◆ **THE TASK**
Copy the data from the line that contains "of the grass" through the line that contains "x=1168, y=809", requests included, and scale every coordinate in the answers by 1.75, rounding to whole numbers with halves rounded up. Leave the numbers in the requests and their format samples unchanged, and reproduce no other lines.

- - - - - - -

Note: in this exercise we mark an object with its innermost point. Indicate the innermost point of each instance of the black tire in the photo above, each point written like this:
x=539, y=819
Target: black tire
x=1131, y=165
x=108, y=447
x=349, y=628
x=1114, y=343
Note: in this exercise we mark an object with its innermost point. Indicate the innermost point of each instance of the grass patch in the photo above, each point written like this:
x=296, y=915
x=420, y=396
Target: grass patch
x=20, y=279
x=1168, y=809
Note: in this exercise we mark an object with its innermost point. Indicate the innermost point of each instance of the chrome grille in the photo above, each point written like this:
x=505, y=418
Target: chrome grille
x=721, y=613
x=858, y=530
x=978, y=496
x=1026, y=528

- - - - - - -

◆ **EXPECTED OUTPUT**
Note: in this exercise we mark an object with its innermost point. Indicate the innermost point of each instance of the grass patch in the photo above, each point written like this:
x=296, y=915
x=420, y=396
Target: grass patch
x=35, y=488
x=2044, y=1416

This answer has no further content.